:: Provided data ::
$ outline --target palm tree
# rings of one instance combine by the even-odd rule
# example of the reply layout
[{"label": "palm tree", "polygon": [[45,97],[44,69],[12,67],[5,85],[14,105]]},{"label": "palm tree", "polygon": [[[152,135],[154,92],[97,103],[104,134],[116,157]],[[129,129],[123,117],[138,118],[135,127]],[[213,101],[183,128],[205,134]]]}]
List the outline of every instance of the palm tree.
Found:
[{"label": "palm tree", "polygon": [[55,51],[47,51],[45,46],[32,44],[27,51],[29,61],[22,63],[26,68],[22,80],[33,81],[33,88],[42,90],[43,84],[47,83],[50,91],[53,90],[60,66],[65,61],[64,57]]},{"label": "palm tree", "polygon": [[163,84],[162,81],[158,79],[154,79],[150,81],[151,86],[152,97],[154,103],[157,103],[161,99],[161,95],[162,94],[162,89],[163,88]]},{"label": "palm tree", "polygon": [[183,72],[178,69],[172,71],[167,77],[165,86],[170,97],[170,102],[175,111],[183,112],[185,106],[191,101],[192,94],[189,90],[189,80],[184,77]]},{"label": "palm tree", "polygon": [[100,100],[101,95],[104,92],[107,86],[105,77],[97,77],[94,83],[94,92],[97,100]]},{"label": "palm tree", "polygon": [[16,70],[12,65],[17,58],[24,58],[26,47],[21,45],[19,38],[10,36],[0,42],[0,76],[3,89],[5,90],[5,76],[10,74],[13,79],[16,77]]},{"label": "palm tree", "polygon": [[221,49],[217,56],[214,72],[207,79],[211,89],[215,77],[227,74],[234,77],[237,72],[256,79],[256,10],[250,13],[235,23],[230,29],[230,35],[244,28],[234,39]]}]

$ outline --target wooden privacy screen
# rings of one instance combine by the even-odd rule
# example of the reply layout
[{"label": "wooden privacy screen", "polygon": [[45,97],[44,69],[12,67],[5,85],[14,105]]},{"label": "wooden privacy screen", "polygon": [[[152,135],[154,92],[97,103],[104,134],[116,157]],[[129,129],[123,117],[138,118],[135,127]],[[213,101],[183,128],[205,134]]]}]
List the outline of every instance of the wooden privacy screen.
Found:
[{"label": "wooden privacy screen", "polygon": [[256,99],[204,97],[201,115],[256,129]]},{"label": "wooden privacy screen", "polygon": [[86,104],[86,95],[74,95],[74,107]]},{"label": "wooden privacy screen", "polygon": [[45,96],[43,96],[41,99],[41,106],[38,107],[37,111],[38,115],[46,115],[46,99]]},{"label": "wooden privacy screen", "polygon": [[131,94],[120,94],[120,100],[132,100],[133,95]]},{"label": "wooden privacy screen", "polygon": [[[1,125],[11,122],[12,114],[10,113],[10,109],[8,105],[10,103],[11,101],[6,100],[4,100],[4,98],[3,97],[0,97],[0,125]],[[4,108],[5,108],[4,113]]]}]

:: Exercise requirements ::
Copy all the rows above word for word, changing nothing.

:: Task result ::
$ outline --target palm tree
# rings of one instance combine by the even-odd rule
# example of the reply layout
[{"label": "palm tree", "polygon": [[45,97],[44,69],[12,67],[5,85],[14,105]]},{"label": "palm tree", "polygon": [[[152,135],[154,92],[97,103],[104,134],[116,157]],[[129,129],[123,117],[138,118],[135,127]],[[213,101],[183,128],[205,134]]]}]
List the outline of every instance of the palm tree.
Found:
[{"label": "palm tree", "polygon": [[55,51],[47,51],[45,46],[32,44],[27,51],[29,61],[22,63],[26,68],[22,80],[33,81],[33,88],[42,90],[43,84],[47,83],[50,91],[53,90],[60,66],[65,61],[64,57]]},{"label": "palm tree", "polygon": [[163,84],[162,81],[158,79],[154,79],[150,81],[151,86],[152,97],[154,103],[157,103],[161,99],[161,95],[162,94],[162,89],[163,88]]},{"label": "palm tree", "polygon": [[183,72],[178,69],[172,71],[167,77],[165,86],[170,97],[170,102],[175,111],[183,112],[185,106],[191,101],[192,94],[189,90],[189,80],[184,77]]},{"label": "palm tree", "polygon": [[100,100],[101,95],[104,92],[107,86],[105,77],[97,77],[94,83],[94,92],[97,100]]},{"label": "palm tree", "polygon": [[16,70],[12,65],[17,58],[24,58],[26,47],[21,45],[19,38],[10,36],[0,42],[0,76],[3,89],[5,90],[5,76],[10,74],[13,79],[16,77]]},{"label": "palm tree", "polygon": [[221,49],[217,56],[214,72],[207,79],[211,89],[215,77],[227,74],[234,77],[237,72],[256,79],[256,10],[250,13],[235,23],[230,29],[230,35],[244,28],[234,39]]}]

$ outline --target wooden privacy screen
# rings of one instance combine by the even-odd rule
# example of the reply layout
[{"label": "wooden privacy screen", "polygon": [[45,97],[44,69],[12,67],[5,85],[14,105]]},{"label": "wooden privacy screen", "polygon": [[[152,135],[154,92],[97,103],[104,134],[116,157]],[[129,129],[123,117],[138,118],[135,127]],[[213,101],[183,128],[205,134]]]}]
List the outline of every instance of the wooden privacy screen.
Found:
[{"label": "wooden privacy screen", "polygon": [[256,99],[204,97],[201,115],[256,129]]},{"label": "wooden privacy screen", "polygon": [[86,104],[86,95],[74,95],[74,107]]},{"label": "wooden privacy screen", "polygon": [[45,96],[43,96],[41,99],[41,106],[38,107],[37,111],[38,115],[46,115],[46,99]]},{"label": "wooden privacy screen", "polygon": [[131,94],[120,94],[120,100],[132,100],[133,95]]},{"label": "wooden privacy screen", "polygon": [[[1,125],[11,122],[12,114],[10,113],[10,109],[8,105],[10,103],[11,101],[6,100],[4,100],[4,98],[3,97],[0,97],[0,125]],[[4,108],[5,108],[4,113]]]}]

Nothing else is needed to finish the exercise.